Scan the entries and copy each line where the word "umbrella" is present.

-*-

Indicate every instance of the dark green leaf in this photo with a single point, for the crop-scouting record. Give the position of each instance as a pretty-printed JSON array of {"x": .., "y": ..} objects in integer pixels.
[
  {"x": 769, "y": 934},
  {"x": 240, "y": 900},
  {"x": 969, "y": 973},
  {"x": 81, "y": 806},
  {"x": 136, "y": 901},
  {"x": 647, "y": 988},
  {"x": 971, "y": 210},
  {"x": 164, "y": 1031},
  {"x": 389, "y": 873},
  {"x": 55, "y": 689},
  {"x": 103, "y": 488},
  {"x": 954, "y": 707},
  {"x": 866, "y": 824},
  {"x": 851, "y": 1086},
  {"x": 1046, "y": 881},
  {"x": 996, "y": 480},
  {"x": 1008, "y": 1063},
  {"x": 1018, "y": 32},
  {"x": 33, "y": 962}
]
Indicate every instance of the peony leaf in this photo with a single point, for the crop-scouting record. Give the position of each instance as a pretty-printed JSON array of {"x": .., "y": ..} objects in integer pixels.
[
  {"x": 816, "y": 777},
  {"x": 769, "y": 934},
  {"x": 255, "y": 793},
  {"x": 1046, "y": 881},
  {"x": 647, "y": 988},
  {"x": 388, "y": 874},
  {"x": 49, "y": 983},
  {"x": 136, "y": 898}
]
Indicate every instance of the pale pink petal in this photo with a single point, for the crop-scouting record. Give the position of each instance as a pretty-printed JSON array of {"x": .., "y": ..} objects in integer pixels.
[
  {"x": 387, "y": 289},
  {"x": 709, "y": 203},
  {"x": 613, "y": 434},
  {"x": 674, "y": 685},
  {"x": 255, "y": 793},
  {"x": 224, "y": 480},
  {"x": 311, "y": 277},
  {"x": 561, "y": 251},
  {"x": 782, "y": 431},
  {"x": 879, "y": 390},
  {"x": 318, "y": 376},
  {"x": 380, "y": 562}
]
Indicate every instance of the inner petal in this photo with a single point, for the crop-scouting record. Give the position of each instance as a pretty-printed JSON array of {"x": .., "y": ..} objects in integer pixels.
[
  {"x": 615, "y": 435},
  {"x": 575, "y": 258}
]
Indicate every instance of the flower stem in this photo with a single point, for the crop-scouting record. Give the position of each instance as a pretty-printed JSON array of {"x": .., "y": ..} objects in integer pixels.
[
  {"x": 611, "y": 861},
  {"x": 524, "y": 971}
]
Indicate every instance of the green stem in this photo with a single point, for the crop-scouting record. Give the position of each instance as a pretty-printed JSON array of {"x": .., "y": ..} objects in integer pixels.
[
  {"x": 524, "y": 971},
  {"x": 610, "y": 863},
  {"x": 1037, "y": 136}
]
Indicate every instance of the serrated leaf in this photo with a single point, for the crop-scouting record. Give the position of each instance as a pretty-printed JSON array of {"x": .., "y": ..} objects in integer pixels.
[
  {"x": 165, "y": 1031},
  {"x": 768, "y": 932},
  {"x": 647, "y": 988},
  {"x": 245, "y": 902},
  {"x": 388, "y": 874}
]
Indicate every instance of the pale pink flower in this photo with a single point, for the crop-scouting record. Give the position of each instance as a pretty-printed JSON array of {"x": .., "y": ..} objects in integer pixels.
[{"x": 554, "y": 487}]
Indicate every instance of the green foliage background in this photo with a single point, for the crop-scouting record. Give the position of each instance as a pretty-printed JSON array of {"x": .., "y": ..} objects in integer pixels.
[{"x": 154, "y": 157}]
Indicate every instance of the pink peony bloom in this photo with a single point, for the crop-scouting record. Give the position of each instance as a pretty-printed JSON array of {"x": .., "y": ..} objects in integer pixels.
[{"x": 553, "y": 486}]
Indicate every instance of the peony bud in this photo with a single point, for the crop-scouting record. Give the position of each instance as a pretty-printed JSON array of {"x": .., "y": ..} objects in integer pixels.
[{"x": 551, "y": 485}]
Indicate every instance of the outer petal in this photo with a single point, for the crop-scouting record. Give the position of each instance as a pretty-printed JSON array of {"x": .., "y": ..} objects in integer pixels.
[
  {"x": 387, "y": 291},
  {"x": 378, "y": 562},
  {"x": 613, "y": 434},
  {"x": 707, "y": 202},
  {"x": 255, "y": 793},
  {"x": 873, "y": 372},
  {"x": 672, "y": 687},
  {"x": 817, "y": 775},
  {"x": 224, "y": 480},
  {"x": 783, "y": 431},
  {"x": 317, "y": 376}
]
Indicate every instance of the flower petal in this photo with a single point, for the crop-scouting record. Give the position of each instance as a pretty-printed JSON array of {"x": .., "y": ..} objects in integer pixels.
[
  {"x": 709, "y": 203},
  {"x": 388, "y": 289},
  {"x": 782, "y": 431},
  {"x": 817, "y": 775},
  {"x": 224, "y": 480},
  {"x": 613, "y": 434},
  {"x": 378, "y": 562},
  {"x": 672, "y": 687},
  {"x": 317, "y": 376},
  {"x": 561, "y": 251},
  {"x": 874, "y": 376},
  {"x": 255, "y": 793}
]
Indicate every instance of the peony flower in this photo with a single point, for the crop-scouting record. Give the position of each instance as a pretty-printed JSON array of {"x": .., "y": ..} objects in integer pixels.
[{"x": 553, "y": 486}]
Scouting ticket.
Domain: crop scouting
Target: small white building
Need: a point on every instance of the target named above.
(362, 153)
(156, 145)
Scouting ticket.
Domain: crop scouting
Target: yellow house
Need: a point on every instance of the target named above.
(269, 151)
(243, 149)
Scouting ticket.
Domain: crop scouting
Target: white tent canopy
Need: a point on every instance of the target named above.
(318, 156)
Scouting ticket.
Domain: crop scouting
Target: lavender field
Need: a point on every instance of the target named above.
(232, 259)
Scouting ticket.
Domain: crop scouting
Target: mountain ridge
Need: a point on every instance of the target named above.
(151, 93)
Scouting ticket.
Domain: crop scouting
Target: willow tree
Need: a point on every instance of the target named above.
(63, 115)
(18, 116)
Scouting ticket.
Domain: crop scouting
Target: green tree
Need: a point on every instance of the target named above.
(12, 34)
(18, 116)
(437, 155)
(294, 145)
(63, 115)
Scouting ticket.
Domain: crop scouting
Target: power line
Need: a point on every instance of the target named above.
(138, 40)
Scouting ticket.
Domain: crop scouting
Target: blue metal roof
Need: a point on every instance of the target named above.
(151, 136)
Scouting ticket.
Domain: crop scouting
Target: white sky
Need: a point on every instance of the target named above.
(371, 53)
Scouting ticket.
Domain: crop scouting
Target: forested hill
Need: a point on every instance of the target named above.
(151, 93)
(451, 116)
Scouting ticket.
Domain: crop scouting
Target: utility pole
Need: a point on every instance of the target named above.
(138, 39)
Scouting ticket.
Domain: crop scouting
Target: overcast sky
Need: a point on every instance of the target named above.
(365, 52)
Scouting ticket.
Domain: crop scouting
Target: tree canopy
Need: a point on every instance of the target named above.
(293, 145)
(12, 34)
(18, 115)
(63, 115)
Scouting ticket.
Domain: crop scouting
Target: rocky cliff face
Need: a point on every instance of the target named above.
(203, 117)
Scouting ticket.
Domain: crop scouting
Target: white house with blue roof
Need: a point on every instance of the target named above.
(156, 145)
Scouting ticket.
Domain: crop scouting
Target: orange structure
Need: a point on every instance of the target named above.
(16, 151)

-*-

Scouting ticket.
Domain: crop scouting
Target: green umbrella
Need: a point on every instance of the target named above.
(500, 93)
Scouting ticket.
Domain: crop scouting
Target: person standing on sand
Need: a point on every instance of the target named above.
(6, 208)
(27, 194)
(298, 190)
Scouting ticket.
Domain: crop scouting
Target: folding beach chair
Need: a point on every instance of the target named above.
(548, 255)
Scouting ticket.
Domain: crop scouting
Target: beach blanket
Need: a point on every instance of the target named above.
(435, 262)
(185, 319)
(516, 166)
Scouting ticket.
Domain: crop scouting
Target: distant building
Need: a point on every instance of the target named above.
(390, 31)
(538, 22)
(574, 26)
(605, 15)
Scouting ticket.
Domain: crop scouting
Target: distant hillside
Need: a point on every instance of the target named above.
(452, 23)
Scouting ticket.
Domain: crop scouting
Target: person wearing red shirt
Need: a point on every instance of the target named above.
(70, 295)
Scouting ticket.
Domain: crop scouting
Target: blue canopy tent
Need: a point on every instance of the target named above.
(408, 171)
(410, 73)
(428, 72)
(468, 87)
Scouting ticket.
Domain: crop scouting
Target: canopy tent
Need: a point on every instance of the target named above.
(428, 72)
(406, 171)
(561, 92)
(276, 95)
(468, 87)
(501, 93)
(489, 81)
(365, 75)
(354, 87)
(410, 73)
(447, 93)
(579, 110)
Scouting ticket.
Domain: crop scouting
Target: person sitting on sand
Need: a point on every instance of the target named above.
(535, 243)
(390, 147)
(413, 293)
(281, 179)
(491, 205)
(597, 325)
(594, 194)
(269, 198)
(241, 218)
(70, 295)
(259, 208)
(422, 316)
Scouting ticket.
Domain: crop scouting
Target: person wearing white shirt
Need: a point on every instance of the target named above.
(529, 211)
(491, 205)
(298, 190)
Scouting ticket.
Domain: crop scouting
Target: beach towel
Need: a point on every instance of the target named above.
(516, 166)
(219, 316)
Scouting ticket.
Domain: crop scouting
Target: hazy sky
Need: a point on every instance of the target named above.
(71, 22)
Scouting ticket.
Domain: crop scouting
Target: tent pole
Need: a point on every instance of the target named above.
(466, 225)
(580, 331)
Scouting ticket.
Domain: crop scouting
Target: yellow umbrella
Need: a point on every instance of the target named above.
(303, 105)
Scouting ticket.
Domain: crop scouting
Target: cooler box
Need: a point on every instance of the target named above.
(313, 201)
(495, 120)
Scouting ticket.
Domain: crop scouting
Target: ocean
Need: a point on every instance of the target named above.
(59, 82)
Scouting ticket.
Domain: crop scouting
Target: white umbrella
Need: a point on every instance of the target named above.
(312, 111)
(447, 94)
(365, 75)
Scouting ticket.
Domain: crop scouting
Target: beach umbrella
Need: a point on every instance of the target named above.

-*-

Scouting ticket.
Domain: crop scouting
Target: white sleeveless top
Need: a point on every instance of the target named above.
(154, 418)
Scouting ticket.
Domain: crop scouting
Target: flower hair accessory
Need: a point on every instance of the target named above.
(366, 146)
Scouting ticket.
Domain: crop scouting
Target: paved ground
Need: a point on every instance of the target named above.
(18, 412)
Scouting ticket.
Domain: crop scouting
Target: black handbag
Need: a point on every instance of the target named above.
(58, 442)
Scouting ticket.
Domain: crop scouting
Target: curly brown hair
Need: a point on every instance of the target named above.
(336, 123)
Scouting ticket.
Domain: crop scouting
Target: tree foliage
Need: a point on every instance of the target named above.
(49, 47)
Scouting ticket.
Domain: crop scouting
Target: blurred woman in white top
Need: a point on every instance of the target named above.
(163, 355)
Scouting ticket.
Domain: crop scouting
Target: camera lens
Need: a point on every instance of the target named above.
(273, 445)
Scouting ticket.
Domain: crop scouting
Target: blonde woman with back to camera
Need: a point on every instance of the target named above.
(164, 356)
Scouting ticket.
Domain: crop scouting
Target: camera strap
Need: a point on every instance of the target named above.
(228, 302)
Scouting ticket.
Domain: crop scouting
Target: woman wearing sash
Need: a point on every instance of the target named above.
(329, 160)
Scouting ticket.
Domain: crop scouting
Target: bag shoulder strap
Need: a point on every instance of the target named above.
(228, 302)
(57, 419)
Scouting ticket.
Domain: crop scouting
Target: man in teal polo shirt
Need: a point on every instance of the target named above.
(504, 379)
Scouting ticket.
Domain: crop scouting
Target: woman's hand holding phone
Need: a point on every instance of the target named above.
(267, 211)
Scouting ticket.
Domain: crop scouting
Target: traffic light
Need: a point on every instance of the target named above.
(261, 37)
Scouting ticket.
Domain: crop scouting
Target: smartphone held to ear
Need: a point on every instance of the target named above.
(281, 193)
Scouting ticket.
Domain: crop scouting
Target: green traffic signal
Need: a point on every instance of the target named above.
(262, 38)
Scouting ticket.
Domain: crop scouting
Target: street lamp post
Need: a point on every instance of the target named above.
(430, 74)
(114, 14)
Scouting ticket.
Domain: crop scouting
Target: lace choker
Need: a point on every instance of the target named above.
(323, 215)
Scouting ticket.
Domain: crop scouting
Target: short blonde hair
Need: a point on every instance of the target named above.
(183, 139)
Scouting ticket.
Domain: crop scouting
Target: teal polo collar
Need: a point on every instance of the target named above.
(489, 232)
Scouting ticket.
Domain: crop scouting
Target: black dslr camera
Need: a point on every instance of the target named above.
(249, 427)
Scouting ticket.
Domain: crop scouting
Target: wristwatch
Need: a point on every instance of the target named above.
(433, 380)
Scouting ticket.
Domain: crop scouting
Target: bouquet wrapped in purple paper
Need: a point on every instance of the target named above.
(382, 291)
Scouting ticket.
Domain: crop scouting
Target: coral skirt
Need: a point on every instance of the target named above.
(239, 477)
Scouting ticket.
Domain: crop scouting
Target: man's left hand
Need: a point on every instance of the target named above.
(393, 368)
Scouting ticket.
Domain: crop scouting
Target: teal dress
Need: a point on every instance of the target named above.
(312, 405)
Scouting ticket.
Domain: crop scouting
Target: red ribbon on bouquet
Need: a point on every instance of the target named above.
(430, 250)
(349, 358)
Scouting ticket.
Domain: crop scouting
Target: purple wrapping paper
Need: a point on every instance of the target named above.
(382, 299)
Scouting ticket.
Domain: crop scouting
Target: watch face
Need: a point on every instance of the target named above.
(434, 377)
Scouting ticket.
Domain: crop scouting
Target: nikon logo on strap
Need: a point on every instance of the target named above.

-*-

Exercise answer:
Target: green umbrella
Target: yellow umbrella
Target: white umbrella
Target: beach umbrella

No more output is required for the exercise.